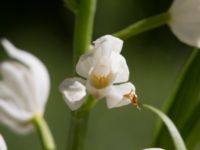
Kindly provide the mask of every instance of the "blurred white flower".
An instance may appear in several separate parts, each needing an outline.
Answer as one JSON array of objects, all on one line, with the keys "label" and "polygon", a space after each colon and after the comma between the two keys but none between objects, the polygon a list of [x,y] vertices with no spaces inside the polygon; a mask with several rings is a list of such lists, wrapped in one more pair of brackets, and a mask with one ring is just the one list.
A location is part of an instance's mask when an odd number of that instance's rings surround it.
[{"label": "blurred white flower", "polygon": [[122,40],[105,35],[94,41],[90,52],[80,57],[76,72],[86,80],[69,78],[60,85],[60,91],[71,110],[81,107],[87,92],[96,99],[106,97],[108,108],[137,101],[134,85],[127,82],[129,69],[120,54],[122,45]]},{"label": "blurred white flower", "polygon": [[0,134],[0,150],[7,150],[6,142],[3,139],[3,136]]},{"label": "blurred white flower", "polygon": [[145,148],[143,150],[165,150],[165,149],[162,149],[162,148]]},{"label": "blurred white flower", "polygon": [[174,0],[169,26],[184,43],[200,48],[200,0]]},{"label": "blurred white flower", "polygon": [[27,133],[32,129],[34,115],[44,113],[49,74],[37,57],[6,39],[1,44],[15,60],[0,63],[0,122],[18,133]]}]

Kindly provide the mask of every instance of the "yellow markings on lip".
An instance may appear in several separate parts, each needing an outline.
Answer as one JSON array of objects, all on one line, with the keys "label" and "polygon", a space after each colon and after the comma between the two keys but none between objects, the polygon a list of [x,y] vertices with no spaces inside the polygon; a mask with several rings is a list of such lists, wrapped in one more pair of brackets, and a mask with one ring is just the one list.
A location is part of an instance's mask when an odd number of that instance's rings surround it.
[{"label": "yellow markings on lip", "polygon": [[107,87],[111,80],[112,80],[112,74],[109,73],[108,75],[102,76],[98,74],[92,74],[90,77],[92,85],[97,89],[102,89]]},{"label": "yellow markings on lip", "polygon": [[138,110],[140,110],[141,108],[139,107],[139,104],[138,104],[138,97],[137,95],[133,92],[133,90],[131,90],[129,93],[127,94],[124,94],[123,97],[125,99],[129,99],[133,106],[136,107]]}]

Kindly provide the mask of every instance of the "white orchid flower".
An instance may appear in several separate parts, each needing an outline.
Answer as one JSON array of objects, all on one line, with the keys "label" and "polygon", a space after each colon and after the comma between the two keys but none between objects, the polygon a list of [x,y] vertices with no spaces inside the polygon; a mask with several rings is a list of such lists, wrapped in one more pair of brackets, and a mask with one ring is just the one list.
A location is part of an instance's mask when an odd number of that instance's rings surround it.
[{"label": "white orchid flower", "polygon": [[200,48],[200,0],[174,0],[169,26],[184,43]]},{"label": "white orchid flower", "polygon": [[80,57],[76,72],[85,80],[68,78],[60,85],[60,91],[71,110],[82,106],[87,93],[96,99],[106,97],[108,108],[136,101],[135,87],[127,82],[129,69],[120,54],[122,45],[122,40],[105,35],[94,41],[92,50]]},{"label": "white orchid flower", "polygon": [[165,150],[165,149],[162,149],[162,148],[145,148],[143,150]]},{"label": "white orchid flower", "polygon": [[37,57],[6,39],[1,44],[15,60],[0,63],[0,122],[18,133],[27,133],[32,129],[33,116],[44,113],[49,74]]},{"label": "white orchid flower", "polygon": [[7,150],[6,142],[3,139],[3,136],[0,134],[0,150]]}]

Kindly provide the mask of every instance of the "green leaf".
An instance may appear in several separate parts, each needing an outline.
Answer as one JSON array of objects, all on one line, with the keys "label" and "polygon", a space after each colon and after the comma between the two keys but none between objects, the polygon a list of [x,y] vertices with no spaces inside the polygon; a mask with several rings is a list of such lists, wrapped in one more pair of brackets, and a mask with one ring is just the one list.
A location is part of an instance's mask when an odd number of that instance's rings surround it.
[{"label": "green leaf", "polygon": [[144,107],[151,110],[155,114],[157,114],[160,117],[160,119],[162,119],[162,121],[165,123],[165,125],[167,126],[167,129],[169,130],[169,133],[172,137],[172,140],[174,142],[174,146],[175,146],[176,150],[186,150],[186,146],[183,142],[183,139],[182,139],[181,135],[179,134],[174,123],[160,110],[158,110],[150,105],[146,105],[146,104],[144,105]]},{"label": "green leaf", "polygon": [[[200,118],[200,51],[194,49],[183,67],[183,72],[180,74],[176,87],[167,101],[165,112],[173,120],[183,135],[188,148],[194,147],[200,134],[195,135],[200,126],[197,127]],[[170,149],[172,143],[166,143],[169,135],[165,131],[163,123],[158,124],[154,146],[164,146]],[[196,139],[191,142],[189,138],[196,136]],[[190,143],[190,144],[189,144]]]},{"label": "green leaf", "polygon": [[64,0],[66,7],[71,10],[74,14],[78,11],[78,2],[77,0]]}]

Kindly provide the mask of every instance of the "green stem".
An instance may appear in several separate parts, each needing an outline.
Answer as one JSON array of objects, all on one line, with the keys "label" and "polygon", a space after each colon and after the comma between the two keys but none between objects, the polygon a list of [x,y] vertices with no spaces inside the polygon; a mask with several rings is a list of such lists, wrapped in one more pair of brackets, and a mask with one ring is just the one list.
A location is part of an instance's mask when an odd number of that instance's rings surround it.
[{"label": "green stem", "polygon": [[[77,59],[90,48],[95,10],[96,0],[79,1],[78,9],[76,12],[73,43],[74,68]],[[84,148],[89,112],[93,106],[93,103],[94,100],[92,98],[88,98],[82,108],[71,112],[67,150],[81,150]]]},{"label": "green stem", "polygon": [[[197,112],[199,111],[198,102],[200,90],[199,65],[199,49],[194,49],[184,64],[183,70],[175,84],[175,88],[164,108],[166,114],[175,122],[176,126],[184,135],[184,140],[192,133],[192,127],[198,122]],[[186,126],[190,127],[190,133],[186,133],[189,131]],[[153,145],[159,146],[165,144],[167,136],[163,123],[159,122],[156,128]],[[170,143],[168,143],[167,146],[169,147]]]},{"label": "green stem", "polygon": [[95,103],[96,101],[89,97],[81,109],[71,112],[67,150],[81,150],[84,148],[89,112]]},{"label": "green stem", "polygon": [[151,29],[162,26],[168,23],[169,20],[170,20],[170,14],[168,12],[162,13],[150,18],[140,20],[126,27],[125,29],[114,33],[113,36],[126,40],[142,32],[149,31]]},{"label": "green stem", "polygon": [[96,0],[80,0],[76,13],[75,31],[74,31],[74,64],[77,59],[89,50],[93,22],[96,10]]},{"label": "green stem", "polygon": [[37,131],[40,135],[40,139],[44,150],[56,150],[55,142],[48,124],[41,115],[35,115],[32,119]]},{"label": "green stem", "polygon": [[76,0],[64,0],[67,8],[71,10],[74,14],[77,13],[78,2]]}]

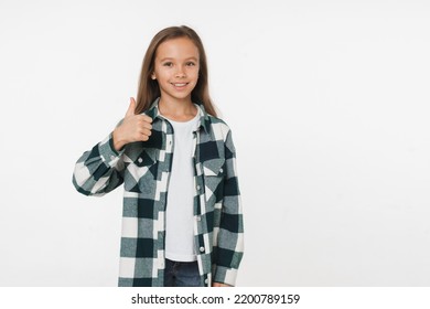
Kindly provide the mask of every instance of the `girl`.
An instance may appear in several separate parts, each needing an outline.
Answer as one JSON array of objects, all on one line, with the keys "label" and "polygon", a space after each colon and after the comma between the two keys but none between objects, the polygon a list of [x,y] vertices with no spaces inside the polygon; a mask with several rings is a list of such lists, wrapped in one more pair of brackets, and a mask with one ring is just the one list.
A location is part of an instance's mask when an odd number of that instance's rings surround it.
= = = =
**Short task:** Write out the full listing verbatim, excluding its pictures.

**Completed exercise:**
Kindly provide the mask of every instance of the "blurred white flower".
An instance may appear in several separate parts, each needing an outline.
Answer as one JSON array of objects, all on one line, with the keys "label" and "polygon", a space after each colon and after the comma between the two keys but none between objects, the polygon a list of [x,y] vertices with no spaces inside the polygon; a mask with several rings is a list of such lists, wrapped in one more pair of brackets, and a mask with one ring is just the one list.
A location is part of an instance's mask when an odd number of that instance's rings surround it.
[{"label": "blurred white flower", "polygon": [[122,40],[105,35],[94,41],[90,52],[80,57],[76,72],[86,80],[69,78],[60,85],[60,91],[71,110],[81,107],[87,92],[96,99],[106,97],[108,108],[137,101],[134,85],[127,82],[129,69],[120,54],[122,45]]},{"label": "blurred white flower", "polygon": [[0,134],[0,150],[7,150],[6,142],[3,139],[3,136]]},{"label": "blurred white flower", "polygon": [[145,148],[143,150],[165,150],[165,149],[162,149],[162,148]]},{"label": "blurred white flower", "polygon": [[174,0],[169,26],[184,43],[200,48],[200,0]]},{"label": "blurred white flower", "polygon": [[27,133],[32,129],[34,115],[44,113],[49,74],[37,57],[6,39],[1,44],[15,60],[0,63],[0,122],[18,133]]}]

Kindly provide the mask of every instance of the "yellow markings on lip".
An instance may appear in several separate parts, each needing an outline.
Answer as one JSON array of objects, all on one line, with the keys "label" and "polygon", a space after each colon and after the comma between the two keys but none between objects, the polygon a list of [x,y] vertices with no spaces inside the polygon; a mask with several rings is a list of such lists, wrapped in one more pair of brackets, and a mask with one ring is just the one list.
A location is part of an instance's mask when an odd number of that instance's rings surround it.
[{"label": "yellow markings on lip", "polygon": [[107,87],[111,80],[112,80],[112,74],[109,73],[108,75],[102,76],[98,74],[92,74],[90,77],[92,85],[97,89],[102,89]]},{"label": "yellow markings on lip", "polygon": [[138,110],[140,110],[141,108],[139,107],[139,104],[138,104],[138,97],[137,95],[133,92],[133,90],[131,90],[129,93],[127,94],[124,94],[123,97],[125,99],[129,99],[133,106],[136,107]]}]

Kindly provide the mask of every instance of the "white orchid flower".
An instance may appear in several separate parts, each needing an outline.
Answer as one JSON array of objects, all on one line, with the keys "label" and "polygon", a space after each colon and after the comma between the two keys but none between objects, the polygon a list of [x,y] vertices with no spaces inside the polygon; a mask with several rings is a list of such lists, wrapped in one more pair of brackets, and a mask with one ring is just the one list.
A location is part of an instance's mask when an odd number of that instance's rings surround it.
[{"label": "white orchid flower", "polygon": [[200,48],[200,0],[174,0],[169,26],[184,43]]},{"label": "white orchid flower", "polygon": [[80,57],[76,72],[85,80],[68,78],[60,85],[60,91],[71,110],[82,106],[87,93],[96,99],[106,97],[108,108],[136,101],[135,87],[127,82],[129,69],[120,54],[122,45],[122,40],[105,35],[94,41],[92,50]]},{"label": "white orchid flower", "polygon": [[165,150],[165,149],[162,149],[162,148],[145,148],[143,150]]},{"label": "white orchid flower", "polygon": [[37,57],[6,39],[1,44],[15,60],[0,63],[0,122],[18,133],[27,133],[32,129],[33,116],[44,113],[49,74]]},{"label": "white orchid flower", "polygon": [[7,150],[6,142],[3,139],[3,136],[0,134],[0,150]]}]

Kindly provide the mask of every instance of the "green leaf".
An instance may appear in several separate parts, each needing an outline.
Answer as one JSON array of objects, all on one line, with the keys "label" and "polygon", a space after each colon and after the comma between the two keys but none between objects, the polygon a list of [x,y] vertices with no spaces inside the polygon; a mask with several rings is a list of such lists, wrapped in one more pair of brackets, and a mask with one ring is just the one list.
A location is part of an instance's mask when an odd number of that instance's rings surround it.
[{"label": "green leaf", "polygon": [[144,107],[151,110],[155,114],[157,114],[160,117],[160,119],[162,119],[162,121],[165,123],[165,125],[167,126],[167,129],[169,130],[169,133],[172,137],[172,140],[174,142],[174,146],[175,146],[176,150],[186,150],[186,146],[183,142],[183,139],[182,139],[181,135],[179,134],[174,123],[160,110],[158,110],[150,105],[146,105],[146,104],[144,105]]},{"label": "green leaf", "polygon": [[[200,118],[200,51],[194,49],[183,67],[183,72],[180,74],[176,87],[167,101],[165,112],[173,120],[183,135],[188,148],[194,147],[200,134],[195,135],[200,126],[197,127]],[[170,149],[172,143],[166,143],[169,135],[165,131],[163,123],[158,124],[154,146],[164,146]],[[196,139],[191,142],[189,138],[196,136]],[[190,143],[190,144],[189,144]]]},{"label": "green leaf", "polygon": [[64,0],[66,7],[71,10],[74,14],[78,11],[78,2],[77,0]]}]

Kindly provide the mask of every instance of the "green stem".
An instance may appear in several separate parts, each needing an outline.
Answer as one JSON array of objects, all on one line, with the keys "label" and "polygon", a space after each colon and after the comma between the two keys but none between objects, the polygon a list of [x,y] vertices with no spaces inside the polygon; a mask with several rings is a list of such lists, wrapped in one more pair of brackets, and a mask with one ring is just the one list.
A location is part of an instance's mask when an odd number of that instance's rings surround it.
[{"label": "green stem", "polygon": [[[77,59],[90,48],[95,10],[96,0],[79,1],[78,9],[76,12],[73,43],[74,68]],[[84,148],[89,112],[93,106],[93,103],[94,100],[92,98],[88,98],[82,108],[71,112],[67,150],[81,150]]]},{"label": "green stem", "polygon": [[[197,112],[199,111],[198,102],[200,90],[199,65],[199,49],[194,49],[184,64],[183,70],[175,84],[175,88],[164,108],[166,114],[175,122],[176,126],[184,135],[184,140],[192,133],[192,127],[198,122]],[[186,126],[190,127],[190,133],[186,133],[189,131]],[[153,145],[159,146],[165,144],[167,136],[163,123],[159,122],[156,128]],[[170,143],[168,143],[167,146],[169,147]]]},{"label": "green stem", "polygon": [[95,103],[96,101],[89,97],[81,109],[71,112],[67,150],[81,150],[84,148],[89,112]]},{"label": "green stem", "polygon": [[151,29],[162,26],[168,23],[169,20],[170,20],[170,14],[168,12],[162,13],[150,18],[140,20],[126,27],[125,29],[114,33],[113,36],[126,40],[142,32],[149,31]]},{"label": "green stem", "polygon": [[96,0],[80,0],[76,13],[75,31],[74,31],[74,64],[77,59],[89,50],[93,22],[96,10]]},{"label": "green stem", "polygon": [[37,131],[40,135],[40,139],[44,150],[56,150],[55,142],[48,124],[41,115],[35,115],[32,119]]},{"label": "green stem", "polygon": [[76,0],[64,0],[67,8],[71,10],[74,14],[77,13],[78,2]]}]

Kindly provide the mask of every instance of the `girl`.
An instance may appear in several separate parts, each needing an outline.
Answer as one JSON array of objects, all on one line, with the keys "label" and "polygon", a space after each colon and after the comma between the two keys but none between objects, the polygon a list of [x,y] vertices with no spaces inside the polygon; a mask with several rings is a list of such lists, wrapped in one more pair of brackets, and a mask with one ring is just the one list.
A location is part of an instance's mask when an odd number of that instance's rings surround it.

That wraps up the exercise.